Records from a dataset:

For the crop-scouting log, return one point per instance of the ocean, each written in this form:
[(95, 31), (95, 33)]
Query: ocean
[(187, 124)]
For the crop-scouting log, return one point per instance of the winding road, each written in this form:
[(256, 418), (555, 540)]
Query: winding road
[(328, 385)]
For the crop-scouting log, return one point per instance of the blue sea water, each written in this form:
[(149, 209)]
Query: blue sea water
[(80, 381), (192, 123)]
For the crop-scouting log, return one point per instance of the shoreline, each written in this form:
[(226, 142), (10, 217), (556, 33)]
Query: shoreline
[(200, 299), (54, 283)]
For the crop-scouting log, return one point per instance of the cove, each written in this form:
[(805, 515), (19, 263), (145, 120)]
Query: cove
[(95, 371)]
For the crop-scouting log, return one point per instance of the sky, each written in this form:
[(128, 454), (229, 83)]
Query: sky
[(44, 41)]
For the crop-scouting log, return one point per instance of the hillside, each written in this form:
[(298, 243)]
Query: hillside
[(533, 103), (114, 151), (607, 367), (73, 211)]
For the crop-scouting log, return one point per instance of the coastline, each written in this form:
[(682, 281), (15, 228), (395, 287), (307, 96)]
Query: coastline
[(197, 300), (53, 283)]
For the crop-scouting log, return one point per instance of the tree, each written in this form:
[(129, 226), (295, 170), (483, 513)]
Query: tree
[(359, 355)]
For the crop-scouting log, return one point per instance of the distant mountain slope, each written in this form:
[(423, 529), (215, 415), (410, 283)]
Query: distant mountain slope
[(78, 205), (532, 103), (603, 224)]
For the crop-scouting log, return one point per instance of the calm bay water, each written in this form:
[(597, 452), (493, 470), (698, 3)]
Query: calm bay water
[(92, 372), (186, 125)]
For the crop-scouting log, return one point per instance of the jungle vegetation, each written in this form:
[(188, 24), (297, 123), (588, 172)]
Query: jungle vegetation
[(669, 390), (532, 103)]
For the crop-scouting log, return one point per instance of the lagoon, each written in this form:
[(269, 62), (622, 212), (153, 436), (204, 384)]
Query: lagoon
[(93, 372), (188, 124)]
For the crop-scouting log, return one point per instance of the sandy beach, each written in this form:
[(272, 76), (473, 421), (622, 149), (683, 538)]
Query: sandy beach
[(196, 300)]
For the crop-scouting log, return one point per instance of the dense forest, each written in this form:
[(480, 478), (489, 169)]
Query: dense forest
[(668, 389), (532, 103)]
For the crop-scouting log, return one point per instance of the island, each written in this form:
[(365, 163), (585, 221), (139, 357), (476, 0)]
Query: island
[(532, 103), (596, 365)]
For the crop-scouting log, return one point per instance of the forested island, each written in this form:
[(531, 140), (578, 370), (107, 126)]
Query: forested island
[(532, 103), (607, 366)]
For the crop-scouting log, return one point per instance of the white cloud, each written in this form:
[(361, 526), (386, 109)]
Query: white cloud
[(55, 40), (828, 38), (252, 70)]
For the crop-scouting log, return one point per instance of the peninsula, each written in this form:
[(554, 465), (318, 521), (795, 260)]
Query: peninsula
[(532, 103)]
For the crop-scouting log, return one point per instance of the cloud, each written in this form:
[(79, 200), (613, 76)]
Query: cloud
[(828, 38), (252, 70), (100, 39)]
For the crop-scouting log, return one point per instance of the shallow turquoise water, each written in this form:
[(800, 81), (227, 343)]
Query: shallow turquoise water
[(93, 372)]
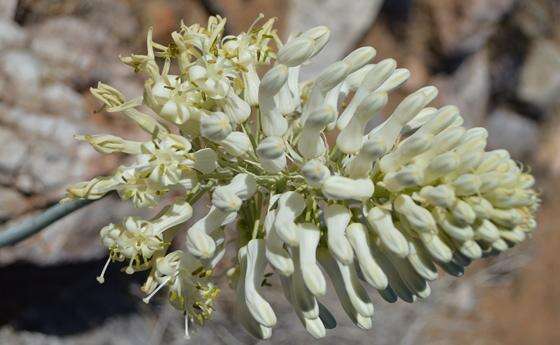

### BRIEF
Can you reproduce, word for word, the part of the items that opens with the line containing "of the dense" and closes with the line containing "[(532, 103), (596, 365)]"?

### TASK OUTPUT
For the crop-scouting log, return one point per instance of the dense forest, each written in this form:
[(480, 478), (489, 169)]
Query: dense forest
[(668, 389), (532, 103)]
For the crop-scouting log, return one point per instance of the island, each written in this form:
[(365, 163), (585, 221), (139, 357), (476, 0)]
Query: island
[(532, 103), (596, 365)]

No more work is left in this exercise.